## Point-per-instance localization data
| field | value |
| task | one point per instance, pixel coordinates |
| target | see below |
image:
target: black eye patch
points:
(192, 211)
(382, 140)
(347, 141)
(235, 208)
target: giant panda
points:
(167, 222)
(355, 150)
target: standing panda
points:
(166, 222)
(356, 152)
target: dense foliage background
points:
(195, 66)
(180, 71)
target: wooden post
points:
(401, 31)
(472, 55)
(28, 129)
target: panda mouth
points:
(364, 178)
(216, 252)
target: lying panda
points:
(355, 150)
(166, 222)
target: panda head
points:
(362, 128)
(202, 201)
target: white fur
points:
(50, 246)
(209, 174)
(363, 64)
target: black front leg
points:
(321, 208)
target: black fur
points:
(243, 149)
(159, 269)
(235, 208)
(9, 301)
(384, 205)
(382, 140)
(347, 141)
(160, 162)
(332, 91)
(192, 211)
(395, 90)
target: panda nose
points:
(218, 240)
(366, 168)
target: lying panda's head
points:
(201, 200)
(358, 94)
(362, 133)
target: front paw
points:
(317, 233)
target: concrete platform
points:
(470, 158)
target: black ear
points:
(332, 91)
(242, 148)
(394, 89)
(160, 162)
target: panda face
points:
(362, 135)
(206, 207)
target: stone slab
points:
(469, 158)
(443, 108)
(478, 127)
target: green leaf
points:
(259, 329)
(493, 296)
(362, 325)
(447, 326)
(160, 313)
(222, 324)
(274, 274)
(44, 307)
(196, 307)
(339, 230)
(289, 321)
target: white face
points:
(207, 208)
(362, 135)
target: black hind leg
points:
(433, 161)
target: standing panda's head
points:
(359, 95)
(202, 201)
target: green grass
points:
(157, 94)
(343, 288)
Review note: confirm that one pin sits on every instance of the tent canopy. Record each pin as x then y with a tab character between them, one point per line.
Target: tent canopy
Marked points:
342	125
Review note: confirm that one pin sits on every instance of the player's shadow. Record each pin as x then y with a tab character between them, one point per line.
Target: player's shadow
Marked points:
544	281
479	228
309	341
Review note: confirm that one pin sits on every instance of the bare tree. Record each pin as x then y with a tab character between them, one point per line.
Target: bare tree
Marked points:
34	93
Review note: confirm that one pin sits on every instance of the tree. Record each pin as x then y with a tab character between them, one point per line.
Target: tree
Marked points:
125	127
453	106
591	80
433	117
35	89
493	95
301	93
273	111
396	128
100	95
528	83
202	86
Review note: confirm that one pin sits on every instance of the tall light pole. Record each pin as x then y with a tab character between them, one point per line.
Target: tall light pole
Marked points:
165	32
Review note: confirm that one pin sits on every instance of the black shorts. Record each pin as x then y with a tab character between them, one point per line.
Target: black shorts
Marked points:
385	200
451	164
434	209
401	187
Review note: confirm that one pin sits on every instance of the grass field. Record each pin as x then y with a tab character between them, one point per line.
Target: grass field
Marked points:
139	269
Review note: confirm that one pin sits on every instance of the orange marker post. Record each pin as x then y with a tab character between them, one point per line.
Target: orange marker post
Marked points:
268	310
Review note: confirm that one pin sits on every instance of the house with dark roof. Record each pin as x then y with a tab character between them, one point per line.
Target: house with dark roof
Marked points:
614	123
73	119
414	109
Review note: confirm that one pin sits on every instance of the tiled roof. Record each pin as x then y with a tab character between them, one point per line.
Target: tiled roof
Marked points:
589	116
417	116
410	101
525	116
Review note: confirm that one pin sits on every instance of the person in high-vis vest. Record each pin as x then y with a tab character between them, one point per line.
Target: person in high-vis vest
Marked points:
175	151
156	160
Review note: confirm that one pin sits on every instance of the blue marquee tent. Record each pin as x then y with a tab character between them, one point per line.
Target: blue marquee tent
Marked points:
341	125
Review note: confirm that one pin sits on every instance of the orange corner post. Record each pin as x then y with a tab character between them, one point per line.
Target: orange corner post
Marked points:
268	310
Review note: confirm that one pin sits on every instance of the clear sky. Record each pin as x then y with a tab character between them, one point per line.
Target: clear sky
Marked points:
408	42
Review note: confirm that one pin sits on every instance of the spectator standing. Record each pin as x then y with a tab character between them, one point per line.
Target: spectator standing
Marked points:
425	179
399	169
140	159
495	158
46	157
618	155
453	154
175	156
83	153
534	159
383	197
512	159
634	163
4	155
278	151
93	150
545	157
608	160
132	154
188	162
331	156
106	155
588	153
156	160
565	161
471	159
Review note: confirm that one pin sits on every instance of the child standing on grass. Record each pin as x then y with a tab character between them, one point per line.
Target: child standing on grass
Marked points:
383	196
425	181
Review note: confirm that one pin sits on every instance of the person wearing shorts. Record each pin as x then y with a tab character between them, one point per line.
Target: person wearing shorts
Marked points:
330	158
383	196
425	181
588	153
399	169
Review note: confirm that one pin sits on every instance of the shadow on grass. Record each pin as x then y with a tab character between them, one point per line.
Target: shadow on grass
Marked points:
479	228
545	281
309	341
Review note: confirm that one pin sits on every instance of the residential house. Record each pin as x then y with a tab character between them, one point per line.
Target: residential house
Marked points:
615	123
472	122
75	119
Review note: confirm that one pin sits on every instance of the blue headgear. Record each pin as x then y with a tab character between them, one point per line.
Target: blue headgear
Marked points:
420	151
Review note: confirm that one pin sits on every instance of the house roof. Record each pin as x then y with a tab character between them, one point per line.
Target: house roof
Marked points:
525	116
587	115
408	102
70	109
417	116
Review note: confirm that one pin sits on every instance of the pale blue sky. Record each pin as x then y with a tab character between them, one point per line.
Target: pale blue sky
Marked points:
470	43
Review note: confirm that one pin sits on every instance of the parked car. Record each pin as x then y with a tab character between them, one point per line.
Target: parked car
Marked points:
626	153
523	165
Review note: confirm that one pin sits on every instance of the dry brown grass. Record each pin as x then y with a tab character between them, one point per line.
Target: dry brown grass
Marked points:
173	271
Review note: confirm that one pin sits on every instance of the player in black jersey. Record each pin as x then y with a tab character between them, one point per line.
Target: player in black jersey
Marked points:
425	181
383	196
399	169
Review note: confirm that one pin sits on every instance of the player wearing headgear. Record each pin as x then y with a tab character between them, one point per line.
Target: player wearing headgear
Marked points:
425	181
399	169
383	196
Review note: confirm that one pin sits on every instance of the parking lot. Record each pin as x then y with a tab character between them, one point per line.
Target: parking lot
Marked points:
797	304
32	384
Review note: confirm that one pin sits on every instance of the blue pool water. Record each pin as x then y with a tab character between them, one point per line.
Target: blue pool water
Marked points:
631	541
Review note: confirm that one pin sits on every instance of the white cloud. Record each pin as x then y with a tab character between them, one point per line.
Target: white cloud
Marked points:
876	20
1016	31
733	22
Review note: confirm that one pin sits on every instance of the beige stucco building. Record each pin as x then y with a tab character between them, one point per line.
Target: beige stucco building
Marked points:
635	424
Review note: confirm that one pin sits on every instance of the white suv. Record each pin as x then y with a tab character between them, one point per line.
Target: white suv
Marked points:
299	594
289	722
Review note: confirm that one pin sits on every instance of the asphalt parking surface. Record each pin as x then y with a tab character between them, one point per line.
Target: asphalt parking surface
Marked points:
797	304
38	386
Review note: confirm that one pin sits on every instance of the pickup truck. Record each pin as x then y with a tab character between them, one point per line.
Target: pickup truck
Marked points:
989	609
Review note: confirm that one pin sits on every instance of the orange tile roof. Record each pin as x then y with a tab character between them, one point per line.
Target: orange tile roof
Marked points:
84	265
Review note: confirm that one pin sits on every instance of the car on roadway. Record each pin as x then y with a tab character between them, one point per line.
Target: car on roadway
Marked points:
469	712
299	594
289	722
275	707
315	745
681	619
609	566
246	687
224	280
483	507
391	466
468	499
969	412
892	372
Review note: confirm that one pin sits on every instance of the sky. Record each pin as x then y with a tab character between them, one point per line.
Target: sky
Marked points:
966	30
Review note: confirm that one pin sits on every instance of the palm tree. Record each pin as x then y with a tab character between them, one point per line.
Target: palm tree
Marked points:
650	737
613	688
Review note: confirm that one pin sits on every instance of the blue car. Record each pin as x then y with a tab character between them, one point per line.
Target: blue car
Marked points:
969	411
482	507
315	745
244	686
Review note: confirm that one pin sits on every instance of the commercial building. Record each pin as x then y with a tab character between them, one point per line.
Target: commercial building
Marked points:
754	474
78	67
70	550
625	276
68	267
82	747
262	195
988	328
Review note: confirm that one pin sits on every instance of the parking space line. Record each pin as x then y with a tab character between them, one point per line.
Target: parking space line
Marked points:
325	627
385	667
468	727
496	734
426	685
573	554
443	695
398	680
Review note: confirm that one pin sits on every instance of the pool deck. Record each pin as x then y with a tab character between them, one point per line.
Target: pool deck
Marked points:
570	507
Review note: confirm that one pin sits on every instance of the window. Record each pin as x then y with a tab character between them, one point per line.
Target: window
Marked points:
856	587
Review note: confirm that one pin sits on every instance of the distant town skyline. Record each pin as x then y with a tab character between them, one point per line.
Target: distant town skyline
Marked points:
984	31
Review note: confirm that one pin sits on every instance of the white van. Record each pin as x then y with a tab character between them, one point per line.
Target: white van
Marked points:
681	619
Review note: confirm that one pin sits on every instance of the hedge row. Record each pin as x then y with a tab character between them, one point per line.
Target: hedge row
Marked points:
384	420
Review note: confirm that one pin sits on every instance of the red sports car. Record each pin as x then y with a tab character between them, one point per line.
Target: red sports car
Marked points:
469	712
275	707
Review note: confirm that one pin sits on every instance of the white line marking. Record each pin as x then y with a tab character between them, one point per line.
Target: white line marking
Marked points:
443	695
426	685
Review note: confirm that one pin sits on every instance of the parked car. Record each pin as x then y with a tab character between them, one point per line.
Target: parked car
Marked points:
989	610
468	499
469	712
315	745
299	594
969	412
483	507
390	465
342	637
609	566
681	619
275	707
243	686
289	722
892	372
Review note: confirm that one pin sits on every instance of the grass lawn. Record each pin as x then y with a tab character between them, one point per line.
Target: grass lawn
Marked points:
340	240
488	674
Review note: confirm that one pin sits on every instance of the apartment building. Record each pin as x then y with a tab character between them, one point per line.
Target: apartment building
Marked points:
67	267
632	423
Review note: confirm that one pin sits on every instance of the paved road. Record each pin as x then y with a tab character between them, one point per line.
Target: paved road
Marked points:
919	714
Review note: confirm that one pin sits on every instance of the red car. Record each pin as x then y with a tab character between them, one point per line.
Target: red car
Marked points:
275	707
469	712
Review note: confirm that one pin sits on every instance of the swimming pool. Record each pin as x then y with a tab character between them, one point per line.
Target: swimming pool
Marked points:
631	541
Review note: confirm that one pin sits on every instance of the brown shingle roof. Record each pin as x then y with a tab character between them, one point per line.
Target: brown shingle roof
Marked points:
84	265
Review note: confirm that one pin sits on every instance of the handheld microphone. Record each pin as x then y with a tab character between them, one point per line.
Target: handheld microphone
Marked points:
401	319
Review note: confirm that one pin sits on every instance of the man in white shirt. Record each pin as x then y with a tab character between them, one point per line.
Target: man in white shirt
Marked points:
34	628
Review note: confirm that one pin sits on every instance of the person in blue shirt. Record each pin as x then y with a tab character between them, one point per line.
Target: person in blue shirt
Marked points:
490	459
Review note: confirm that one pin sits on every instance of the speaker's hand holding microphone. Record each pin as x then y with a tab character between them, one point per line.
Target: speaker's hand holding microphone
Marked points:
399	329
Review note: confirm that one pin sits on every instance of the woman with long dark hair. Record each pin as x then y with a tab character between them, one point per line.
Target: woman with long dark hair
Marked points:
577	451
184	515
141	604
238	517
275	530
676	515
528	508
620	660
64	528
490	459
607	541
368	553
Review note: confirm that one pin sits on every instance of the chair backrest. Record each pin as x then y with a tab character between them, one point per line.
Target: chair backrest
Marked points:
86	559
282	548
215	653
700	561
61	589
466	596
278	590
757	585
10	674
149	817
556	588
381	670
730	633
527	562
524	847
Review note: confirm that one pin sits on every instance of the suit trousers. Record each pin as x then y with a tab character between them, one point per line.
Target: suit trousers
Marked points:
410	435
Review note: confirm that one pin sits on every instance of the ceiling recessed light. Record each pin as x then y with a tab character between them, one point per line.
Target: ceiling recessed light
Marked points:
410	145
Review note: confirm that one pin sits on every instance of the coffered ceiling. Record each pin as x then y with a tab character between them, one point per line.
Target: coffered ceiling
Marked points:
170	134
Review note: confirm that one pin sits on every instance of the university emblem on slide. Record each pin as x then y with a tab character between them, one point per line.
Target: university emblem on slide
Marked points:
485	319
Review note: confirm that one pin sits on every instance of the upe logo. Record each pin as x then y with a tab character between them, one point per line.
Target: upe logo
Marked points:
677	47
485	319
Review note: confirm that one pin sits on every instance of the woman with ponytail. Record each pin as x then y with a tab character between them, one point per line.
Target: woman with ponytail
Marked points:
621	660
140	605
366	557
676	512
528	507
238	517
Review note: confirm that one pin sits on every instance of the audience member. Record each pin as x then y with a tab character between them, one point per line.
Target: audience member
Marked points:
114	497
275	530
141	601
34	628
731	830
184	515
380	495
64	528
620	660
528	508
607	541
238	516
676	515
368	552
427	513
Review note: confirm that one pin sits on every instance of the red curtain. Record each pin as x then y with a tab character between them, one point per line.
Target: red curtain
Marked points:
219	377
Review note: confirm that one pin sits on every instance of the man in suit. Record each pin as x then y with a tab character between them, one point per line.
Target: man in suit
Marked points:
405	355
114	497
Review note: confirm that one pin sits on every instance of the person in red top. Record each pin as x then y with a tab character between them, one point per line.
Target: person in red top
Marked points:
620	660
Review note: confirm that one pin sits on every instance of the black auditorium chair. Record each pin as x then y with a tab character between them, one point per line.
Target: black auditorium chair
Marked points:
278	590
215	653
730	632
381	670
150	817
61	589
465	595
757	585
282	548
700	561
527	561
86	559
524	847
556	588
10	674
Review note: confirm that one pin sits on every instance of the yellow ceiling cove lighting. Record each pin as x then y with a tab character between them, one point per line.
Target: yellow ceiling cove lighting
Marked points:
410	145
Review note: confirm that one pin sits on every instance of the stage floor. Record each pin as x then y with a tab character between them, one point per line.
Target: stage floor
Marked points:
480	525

## To do
Identify the lines of the data that contain the word "asphalt". Copy each of them.

## Answer to this exercise
Review note: confirm that one pin sits on every instance of the asphalt parking surface. Record each pin as x then y with a tab character between them, one point per line.
Target: asphalt parking surface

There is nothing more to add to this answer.